begin

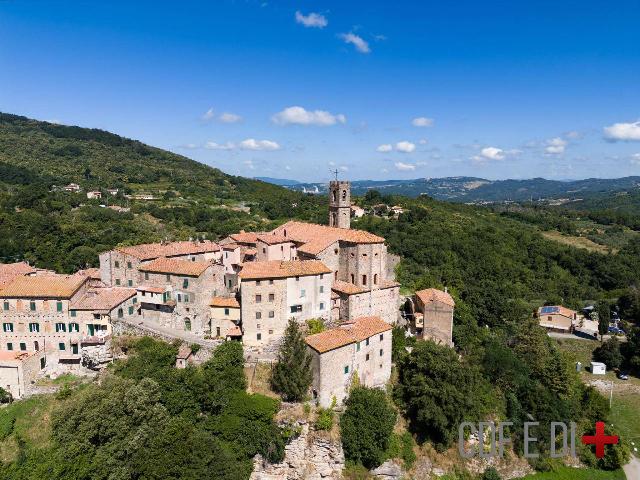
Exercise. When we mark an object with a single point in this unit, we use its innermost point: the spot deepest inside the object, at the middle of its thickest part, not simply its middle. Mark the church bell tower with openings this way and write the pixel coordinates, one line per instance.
(339, 203)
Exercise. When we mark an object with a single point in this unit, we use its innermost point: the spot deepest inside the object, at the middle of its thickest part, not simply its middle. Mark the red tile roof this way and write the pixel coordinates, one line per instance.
(282, 269)
(103, 299)
(356, 331)
(8, 271)
(316, 238)
(226, 302)
(43, 286)
(176, 267)
(435, 295)
(150, 251)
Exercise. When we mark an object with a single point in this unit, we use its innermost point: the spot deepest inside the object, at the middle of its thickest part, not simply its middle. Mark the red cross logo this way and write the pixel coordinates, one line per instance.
(600, 439)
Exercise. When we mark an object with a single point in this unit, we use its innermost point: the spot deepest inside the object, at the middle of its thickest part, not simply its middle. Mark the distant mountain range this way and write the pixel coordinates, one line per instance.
(478, 190)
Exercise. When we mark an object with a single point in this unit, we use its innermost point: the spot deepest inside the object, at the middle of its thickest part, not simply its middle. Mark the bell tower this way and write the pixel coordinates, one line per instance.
(339, 203)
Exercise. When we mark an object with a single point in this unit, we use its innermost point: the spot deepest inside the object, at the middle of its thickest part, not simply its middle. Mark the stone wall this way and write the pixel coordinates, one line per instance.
(311, 456)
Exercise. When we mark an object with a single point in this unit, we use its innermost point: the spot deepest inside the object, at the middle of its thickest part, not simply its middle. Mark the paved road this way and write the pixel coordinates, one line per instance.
(632, 469)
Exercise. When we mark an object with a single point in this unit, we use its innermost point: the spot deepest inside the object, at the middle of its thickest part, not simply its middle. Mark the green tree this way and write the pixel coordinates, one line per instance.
(366, 426)
(292, 376)
(437, 391)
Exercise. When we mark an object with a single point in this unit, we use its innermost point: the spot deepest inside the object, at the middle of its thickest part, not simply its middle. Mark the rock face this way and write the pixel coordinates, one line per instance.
(308, 457)
(389, 470)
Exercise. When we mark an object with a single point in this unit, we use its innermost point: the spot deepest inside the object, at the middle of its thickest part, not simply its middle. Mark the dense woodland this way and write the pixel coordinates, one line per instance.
(496, 263)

end

Stated problem
Repeat the data in full and exactly. Omit pictures.

Complete response
Exercise. When we mark an object with a single point in this unit, we use its innermost point: the spot deepest inside the object, at the middle of its thickest part, not simply its middle. Mark the church bell tower with openings this way and write the pixel coordinates, one line per instance.
(339, 203)
Exercise. When we mark an object with a single point in this unit, we use its innermost point: the spot deepest inside the object, at the middle of its thickest part, not simply its middle. Mark the red tile roof this way and write the pixel coordinates, one line per instance.
(282, 269)
(103, 299)
(356, 331)
(8, 271)
(316, 238)
(226, 302)
(43, 286)
(176, 267)
(435, 295)
(150, 251)
Exercise. When we mark an object with a single point in this unit, we use its innermost point: the spot deepest inside the object, at the middle of its thickest part, not simply its middle. Mark the red cross logo this way and write the pixel coordinates, one line per instance.
(600, 439)
Exercise. When we mark an object with a single point in this unit, we use its innermost point: the spot deepest inside the object, at the middle of its thickest part, not simply its middle. Mark the distant mountain range this way and write the pixel coordinates, one line per instance.
(478, 190)
Exercise. When we mark an object with a single point in this unit, we use its innermost point: the spot deepest inside the object, at the middle of its thickest part, not simply its middle. Mark the bell tower this way and write the pixel coordinates, one line per instance.
(339, 203)
Exercise. When we mark an object with a single point in this unit, we use its innermost point: the spot deepest inside the object, at the middle of its thickest part, not simply its middle. Mark the stone wall this way and write the pixel coordinates, one line per instance.
(311, 456)
Exercise. When we mark an object with a single point in this unit, we use its innermost point: the spot deepest inside the object, at the middle of its thickest part, not simply its middle. Mark the paved road this way and write the pixel coordinates, one line per instance.
(632, 469)
Exercise. When we mark an object with a single point in this unit, we use its innermost point: the spot deepest inside the object, at the middle of its thickest part, not simply its middle. Mark the green tree this way and write the pixel coordinates, one line per instance.
(366, 426)
(292, 376)
(437, 391)
Exercise. When we mark an object with a single point in this unit, we use its innermost point: the spot deepest inside the object, at the middle of its thickest part, not simply its middle. Mark the rock face this way and write the pixel coordinates, one line per instance.
(308, 457)
(389, 470)
Exercise. When we mark an object with a single point in this unit, we use its innermost point: the spot deepest inside the object, at the middle of its thickest part, not simply its middle. Mark the dense woodland this way and write the pixel coordinates, one line per instance.
(496, 263)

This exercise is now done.